[Stored data entries]
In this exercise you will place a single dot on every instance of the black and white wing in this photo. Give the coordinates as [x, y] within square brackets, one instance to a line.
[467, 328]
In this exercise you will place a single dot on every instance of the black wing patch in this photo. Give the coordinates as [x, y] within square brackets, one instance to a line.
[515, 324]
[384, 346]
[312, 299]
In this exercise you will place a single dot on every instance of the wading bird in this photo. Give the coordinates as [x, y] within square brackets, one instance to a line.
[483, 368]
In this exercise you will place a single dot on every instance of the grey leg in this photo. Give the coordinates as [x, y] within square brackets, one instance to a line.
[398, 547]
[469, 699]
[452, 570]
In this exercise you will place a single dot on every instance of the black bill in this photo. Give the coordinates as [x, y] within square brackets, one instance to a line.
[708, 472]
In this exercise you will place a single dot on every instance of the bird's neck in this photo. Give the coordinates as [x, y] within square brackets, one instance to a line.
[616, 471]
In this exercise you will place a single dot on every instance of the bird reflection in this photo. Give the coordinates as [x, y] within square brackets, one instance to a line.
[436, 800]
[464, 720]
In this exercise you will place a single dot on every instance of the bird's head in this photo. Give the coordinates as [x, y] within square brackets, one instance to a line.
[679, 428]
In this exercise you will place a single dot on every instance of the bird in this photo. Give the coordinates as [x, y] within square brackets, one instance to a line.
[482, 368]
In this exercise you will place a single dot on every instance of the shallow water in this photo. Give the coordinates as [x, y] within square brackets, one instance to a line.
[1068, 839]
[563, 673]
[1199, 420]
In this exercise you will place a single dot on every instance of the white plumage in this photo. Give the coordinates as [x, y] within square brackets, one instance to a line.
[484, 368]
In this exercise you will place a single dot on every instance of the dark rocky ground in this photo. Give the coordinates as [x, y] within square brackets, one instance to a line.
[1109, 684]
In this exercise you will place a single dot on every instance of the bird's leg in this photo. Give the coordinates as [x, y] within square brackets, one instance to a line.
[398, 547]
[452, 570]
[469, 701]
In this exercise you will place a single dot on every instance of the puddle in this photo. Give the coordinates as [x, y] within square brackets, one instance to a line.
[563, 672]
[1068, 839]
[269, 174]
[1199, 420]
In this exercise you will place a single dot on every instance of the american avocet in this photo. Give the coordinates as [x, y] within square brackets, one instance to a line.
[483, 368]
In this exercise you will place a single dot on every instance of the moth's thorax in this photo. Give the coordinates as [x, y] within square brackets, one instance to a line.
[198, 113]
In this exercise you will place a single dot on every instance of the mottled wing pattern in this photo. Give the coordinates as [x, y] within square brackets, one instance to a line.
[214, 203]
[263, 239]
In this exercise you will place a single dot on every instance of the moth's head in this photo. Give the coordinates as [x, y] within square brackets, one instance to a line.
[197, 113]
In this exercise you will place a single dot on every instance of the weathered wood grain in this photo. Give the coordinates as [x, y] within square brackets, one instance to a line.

**Exercise goal**
Each record above needs to be set down again, word for word.

**Response to the exercise**
In this exercise you will place a single dot on every instance of the black and white wing in this photo. Give the coordinates as [x, y] within square brackets, one instance to a line.
[467, 328]
In this exercise you will place a single dot on every instance of the black wing patch in this photo. Give the coordinates as [x, y] within square brackets, one instance to a line.
[515, 324]
[384, 346]
[312, 299]
In this exercise you will place a single dot on every instance of the wading bird in this photo. Give the coordinates as [x, y] within square brackets, one instance to a line.
[483, 368]
In this exercise you will place a single dot on every instance of the grey leg in this photo. Give the coordinates as [x, y] within square brackets, one instance to a line.
[398, 547]
[469, 699]
[452, 570]
In this exercise you will place a single dot on every instance of the black bill in this photo. Give the coordinates as [x, y] within square brackets, one instance to a line.
[708, 472]
In this exercise you will place a single dot on every instance of the bird's neck in this photo. Give the coordinates as [x, y] within square brackets, one instance to a line.
[616, 471]
In this exercise you will place a single dot on every instance of the bird reflection in this photo. Give the coordinates as [x, y] within square brackets, one instance to a line.
[436, 800]
[464, 720]
In this exercise you will place a single dot on every instance of the bird's head in this photo. Give the coordinates as [x, y] within square brackets, one instance to a line.
[679, 428]
In this exercise you will place a single dot on every instance of the bird in this photo. Give the coordinates as [x, y] within square brackets, one instance to a line.
[482, 368]
In this exercise you will place a single dot on every instance of the shallow water in this photo. Give the coordinates as [x, y] within square brackets, one instance to a line.
[1068, 839]
[563, 673]
[1199, 420]
In this exercise you will place a single dot on every instance of the white plumage in this photo. Give the coordinates as [x, y] within square brackets, one instance to a line.
[484, 368]
In this exercise you will place a single dot on every instance of the dark rocky ground in this photo. Give the coordinates as [x, y] within square brackets, one instance to a line.
[1109, 684]
In this exercise you will place a single dot on every instance of the bird's leg in this photo. Give the coordinates as [x, y] within square brackets, one instance to a line.
[398, 547]
[452, 570]
[469, 701]
In this exercise you will place a single dot on every instance of the puddle in this photo. Give the coordinates as [x, y] within square brackets, one instance to a line.
[563, 672]
[1068, 839]
[269, 174]
[1199, 420]
In this exercise you will place a single dot on every instance of the american avocet in this photo. Give the coordinates as [x, y] within square brackets, one instance to a line.
[483, 368]
In this exercise you will place a single dot on every instance of the moth's thorax in this photo. Give the coordinates as [x, y] within square brackets, one instance to a line.
[198, 113]
In this exercise you will place a single dot on every instance of the mottled wing pattern in this photo. Give the coordinates as [x, y] within square brackets, one instance to a line.
[214, 203]
[263, 239]
In this exercise you will place a single dot on every instance of the moth's head in this photo. Give the coordinates as [x, y] within square brackets, one instance to a line.
[197, 113]
In this exercise you will place a single dot on every instance of the weathered wood grain in this photo. Give the coordinates as [x, y] within square brackets, one instance to a line.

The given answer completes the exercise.